> Exercise description:
Which lines in the data below contain the string "walking"? Copy each of them in full.

> Given information:

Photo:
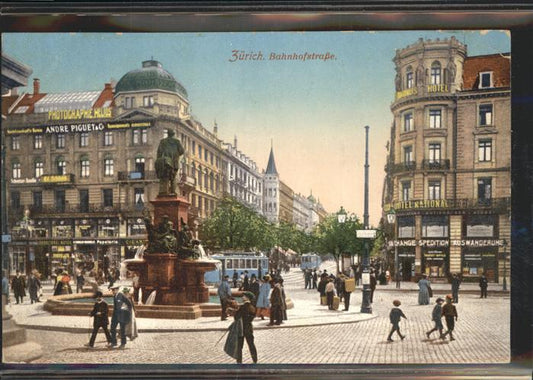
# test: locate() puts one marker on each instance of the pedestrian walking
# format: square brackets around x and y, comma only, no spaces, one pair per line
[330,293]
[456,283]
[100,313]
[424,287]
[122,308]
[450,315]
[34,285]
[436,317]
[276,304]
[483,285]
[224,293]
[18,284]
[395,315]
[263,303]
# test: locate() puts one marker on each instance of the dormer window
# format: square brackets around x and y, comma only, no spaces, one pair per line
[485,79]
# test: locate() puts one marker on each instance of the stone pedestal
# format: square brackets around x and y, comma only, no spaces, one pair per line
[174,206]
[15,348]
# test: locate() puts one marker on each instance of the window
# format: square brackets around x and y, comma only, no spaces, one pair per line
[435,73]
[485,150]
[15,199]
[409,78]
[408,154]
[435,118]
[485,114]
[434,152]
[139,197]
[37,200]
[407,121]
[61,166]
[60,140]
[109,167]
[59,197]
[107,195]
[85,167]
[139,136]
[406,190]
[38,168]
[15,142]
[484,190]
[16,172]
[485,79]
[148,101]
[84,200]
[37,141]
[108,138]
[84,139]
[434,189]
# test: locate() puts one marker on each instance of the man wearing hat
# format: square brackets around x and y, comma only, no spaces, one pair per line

* * *

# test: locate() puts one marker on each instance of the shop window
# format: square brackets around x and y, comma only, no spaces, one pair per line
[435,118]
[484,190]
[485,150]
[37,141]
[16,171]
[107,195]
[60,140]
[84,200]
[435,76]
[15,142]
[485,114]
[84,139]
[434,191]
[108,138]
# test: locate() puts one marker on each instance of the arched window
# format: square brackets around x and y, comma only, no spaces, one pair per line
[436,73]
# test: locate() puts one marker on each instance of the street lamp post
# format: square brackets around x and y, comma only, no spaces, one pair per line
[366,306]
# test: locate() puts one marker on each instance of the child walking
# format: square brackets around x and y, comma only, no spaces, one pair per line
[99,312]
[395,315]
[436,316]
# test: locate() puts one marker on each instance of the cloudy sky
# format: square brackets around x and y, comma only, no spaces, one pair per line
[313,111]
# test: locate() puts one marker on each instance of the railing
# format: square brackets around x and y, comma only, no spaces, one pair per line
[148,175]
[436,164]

> Solved exercise:
# test: locate() puts one marker on each instance of the pedestrian walking
# test: locate() puts one marker on each instance of the child walking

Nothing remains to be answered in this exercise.